-- SELECTED TEXT follows --
Twitter’s collapse has made me realize that what I really want is to reclaim some control. Right now, Mastodon seems to be the place where most of my network is migrating. Maybe that will stay true for a while, and maybe it will change. Maybe some other centralized platform will grab wide-spread attention. Maybe people, including my own disparate groups of online friends, will fragment and coalesce across multiple networks. The future is uncertain, but I’m trying to carve out a space for myself that I can rely on, and where friends can find me regardless of where they themselves end up: my own website. And, after all this time, this is what brings me back to Rails.
You see, while it can be really easy to maintain and deploy a static site, it’s not that easy to publish new content to it. I was never a frequent blogger, but when I had some motivation for longform writing, I used to write at least a couple times a year. That turned into once every couple years. Then, after my last post in 2017, I lost steam entirely. Meanwhile, on Twitter, I’d post almost every single day, often multiple times a day. With Twitter dying, and with an uncertain future for that kind of social media, I wanted to refocus on my own space and refocus on ways to reclaim my own content. But I had a few important critera:
- It needs to be easy for me to post. With Twitter, it was so easy to have a thought, pull out my phone, instantly share it with my friends and followers, and feel like I was connecting with people. That’s a lot harder to do with a static site. I didn’t want to be fiddling around with complicated ways to publish short notes to a GitHub repository from my phone. Sharing photos would be even worse.
-- SELECTED TEXT concluded --
-- RECORDS SHOWN follows --
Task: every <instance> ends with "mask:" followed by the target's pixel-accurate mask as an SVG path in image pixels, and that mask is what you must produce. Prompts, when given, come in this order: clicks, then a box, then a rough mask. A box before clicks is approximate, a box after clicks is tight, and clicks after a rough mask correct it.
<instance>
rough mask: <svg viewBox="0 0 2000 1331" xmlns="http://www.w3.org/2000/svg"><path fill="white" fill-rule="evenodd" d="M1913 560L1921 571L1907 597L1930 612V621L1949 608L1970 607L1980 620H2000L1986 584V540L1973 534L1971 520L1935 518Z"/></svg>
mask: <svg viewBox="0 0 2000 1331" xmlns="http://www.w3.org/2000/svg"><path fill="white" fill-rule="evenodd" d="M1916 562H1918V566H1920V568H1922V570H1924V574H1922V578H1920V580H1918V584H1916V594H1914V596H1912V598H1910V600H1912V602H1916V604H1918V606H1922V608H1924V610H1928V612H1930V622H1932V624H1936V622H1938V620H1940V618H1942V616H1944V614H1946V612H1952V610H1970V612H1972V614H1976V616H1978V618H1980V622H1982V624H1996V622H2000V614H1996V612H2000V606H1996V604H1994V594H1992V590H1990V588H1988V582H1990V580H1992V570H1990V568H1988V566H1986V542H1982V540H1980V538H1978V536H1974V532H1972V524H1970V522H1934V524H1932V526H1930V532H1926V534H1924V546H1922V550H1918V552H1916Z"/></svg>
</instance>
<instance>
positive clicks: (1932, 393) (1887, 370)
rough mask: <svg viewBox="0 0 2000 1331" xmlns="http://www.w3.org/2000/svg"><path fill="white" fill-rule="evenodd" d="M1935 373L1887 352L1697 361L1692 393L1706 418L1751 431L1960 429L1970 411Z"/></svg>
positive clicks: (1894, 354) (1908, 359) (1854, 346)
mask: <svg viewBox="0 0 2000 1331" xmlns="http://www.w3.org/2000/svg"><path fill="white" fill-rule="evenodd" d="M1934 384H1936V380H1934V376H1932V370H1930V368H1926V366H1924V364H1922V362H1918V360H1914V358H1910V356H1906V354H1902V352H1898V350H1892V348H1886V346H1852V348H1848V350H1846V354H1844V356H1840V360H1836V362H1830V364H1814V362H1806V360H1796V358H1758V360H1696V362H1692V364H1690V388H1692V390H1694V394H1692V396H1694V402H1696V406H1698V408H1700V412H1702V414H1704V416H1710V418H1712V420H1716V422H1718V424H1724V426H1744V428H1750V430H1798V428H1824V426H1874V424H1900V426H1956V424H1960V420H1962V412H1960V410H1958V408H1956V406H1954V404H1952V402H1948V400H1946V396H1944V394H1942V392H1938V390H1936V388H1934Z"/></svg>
-- RECORDS SHOWN concluded --
= DIRECTIONS =
A: Answer these questions using the excerpt about leaving Twitter:
(i) Where does the writer say most of their network seems to be migrating?
(ii) In what year was the writer's last post?
(iii) What does the writer say would be even worse than publishing short notes to a static site from a phone?
B: Reproduce everything in the excerpt about leaving Twitter from "Twitter’s collapse has" down to "back to Rails.".

= ANSWERS FOR THE EXERCISE =
A:
(i) Mastodon
(ii) 2017
(iii) Sharing photos

B:
Twitter’s collapse has made me realize that what I really want is to reclaim some control. Right now, Mastodon seems to be the place where most of my network is migrating. Maybe that will stay true for a while, and maybe it will change. Maybe some other centralized platform will grab wide-spread attention. Maybe people, including my own disparate groups of online friends, will fragment and coalesce across multiple networks. The future is uncertain, but I’m trying to carve out a space for myself that I can rely on, and where friends can find me regardless of where they themselves end up: my own website. And, after all this time, this is what brings me back to Rails.